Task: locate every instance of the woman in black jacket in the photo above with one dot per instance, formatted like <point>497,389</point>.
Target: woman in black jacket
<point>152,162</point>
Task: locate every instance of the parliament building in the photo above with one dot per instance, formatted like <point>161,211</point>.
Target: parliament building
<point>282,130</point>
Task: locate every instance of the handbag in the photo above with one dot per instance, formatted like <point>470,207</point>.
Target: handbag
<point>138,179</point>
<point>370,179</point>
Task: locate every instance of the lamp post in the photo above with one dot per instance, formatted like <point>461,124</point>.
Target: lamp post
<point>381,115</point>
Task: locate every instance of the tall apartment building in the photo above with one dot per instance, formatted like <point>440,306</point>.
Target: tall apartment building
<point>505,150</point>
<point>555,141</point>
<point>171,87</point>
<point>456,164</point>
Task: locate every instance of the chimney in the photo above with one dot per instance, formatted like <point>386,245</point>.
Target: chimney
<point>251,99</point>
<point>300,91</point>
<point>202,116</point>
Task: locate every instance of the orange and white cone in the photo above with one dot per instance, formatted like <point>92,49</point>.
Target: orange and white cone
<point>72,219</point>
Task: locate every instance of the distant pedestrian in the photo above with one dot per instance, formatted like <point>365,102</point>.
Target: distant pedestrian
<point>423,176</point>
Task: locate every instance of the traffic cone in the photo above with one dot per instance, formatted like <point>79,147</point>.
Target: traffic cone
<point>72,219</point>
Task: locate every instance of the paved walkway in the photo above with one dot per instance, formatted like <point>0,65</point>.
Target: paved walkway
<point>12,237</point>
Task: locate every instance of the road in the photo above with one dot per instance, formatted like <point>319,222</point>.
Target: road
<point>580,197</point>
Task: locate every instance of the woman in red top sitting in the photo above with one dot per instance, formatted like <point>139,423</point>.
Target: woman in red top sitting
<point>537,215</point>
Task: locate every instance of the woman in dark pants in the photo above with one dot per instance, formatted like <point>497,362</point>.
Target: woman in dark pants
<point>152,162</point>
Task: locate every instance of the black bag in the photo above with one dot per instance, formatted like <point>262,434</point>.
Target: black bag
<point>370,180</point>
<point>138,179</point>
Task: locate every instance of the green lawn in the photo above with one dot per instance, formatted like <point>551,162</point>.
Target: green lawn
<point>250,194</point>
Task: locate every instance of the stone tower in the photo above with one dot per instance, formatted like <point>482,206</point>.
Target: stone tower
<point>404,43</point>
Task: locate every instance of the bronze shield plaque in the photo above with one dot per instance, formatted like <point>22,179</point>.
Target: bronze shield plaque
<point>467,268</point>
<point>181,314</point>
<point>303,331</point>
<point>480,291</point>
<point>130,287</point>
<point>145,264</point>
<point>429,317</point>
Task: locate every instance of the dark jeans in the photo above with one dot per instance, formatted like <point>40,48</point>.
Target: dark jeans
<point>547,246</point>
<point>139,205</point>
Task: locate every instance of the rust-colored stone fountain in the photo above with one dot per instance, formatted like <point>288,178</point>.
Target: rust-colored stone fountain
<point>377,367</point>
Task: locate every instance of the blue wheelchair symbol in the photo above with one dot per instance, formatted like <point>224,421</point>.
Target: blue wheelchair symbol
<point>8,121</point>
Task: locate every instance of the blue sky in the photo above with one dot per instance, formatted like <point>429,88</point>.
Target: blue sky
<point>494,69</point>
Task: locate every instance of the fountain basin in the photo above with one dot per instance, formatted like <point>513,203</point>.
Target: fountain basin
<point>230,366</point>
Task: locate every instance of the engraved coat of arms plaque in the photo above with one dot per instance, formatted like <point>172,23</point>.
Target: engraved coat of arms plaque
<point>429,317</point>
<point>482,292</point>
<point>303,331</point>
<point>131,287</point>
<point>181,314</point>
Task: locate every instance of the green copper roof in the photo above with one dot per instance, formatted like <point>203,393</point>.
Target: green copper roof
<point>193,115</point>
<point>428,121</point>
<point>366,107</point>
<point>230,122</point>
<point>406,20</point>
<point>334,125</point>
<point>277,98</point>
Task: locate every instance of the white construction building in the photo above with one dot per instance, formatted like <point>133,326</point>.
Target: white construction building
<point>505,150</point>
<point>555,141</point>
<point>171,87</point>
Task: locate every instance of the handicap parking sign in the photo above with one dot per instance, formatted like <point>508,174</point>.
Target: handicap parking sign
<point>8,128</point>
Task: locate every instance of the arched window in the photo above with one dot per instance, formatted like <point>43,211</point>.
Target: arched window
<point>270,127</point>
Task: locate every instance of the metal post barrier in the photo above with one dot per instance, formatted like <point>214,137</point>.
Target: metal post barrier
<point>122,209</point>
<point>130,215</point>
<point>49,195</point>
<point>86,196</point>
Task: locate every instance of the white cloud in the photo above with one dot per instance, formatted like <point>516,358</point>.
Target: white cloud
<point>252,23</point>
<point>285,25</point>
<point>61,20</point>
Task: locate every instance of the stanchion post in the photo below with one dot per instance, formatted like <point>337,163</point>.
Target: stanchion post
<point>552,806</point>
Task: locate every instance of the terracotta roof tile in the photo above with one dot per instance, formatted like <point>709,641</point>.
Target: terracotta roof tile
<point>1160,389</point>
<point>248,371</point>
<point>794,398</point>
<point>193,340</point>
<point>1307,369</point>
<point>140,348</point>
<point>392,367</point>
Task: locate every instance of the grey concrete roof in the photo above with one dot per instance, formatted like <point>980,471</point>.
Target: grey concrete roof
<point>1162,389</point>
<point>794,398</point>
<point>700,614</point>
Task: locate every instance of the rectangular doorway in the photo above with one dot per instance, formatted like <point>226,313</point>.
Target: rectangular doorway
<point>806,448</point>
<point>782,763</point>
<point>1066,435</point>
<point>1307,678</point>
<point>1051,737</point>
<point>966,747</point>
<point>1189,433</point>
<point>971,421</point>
──────────────────────────────
Take from the material above the lines running from the one with "Task: locate every instance of the white construction" through the one with "Task: locate every instance of the terracotta", and repeat them exactly, with nothing else.

— Written solution —
Task: locate every instance of the white construction building in the photo above with one dot per instance, formatted like <point>133,326</point>.
Target: white construction building
<point>505,150</point>
<point>555,141</point>
<point>171,87</point>
Task: locate every instance of the handicap parking sign in the photo above with one dot per instance, formatted like <point>508,174</point>.
Target: handicap parking sign
<point>8,128</point>
Task: locate every instance of the arched window in the photo above with one dot per instance, formatted like <point>43,211</point>.
Target: arched window
<point>270,127</point>
Task: locate every instance of the metal post barrier in the photo above with one dot per instance, formatted like <point>214,137</point>.
Target: metal post barrier
<point>122,209</point>
<point>130,215</point>
<point>49,195</point>
<point>86,196</point>
Task: locate every instance of the white cloud in the photo above with one dot per instance, formatted like <point>516,358</point>.
Target: white cloud
<point>252,23</point>
<point>285,25</point>
<point>61,20</point>
Task: locate every instance of the stanchion post in the photo below with one dot per instance, formatted like <point>337,163</point>.
Target: stanchion post
<point>552,806</point>
Task: locate every instance of the terracotta roof tile in the photo above with one dot per instance, formatted like <point>709,641</point>.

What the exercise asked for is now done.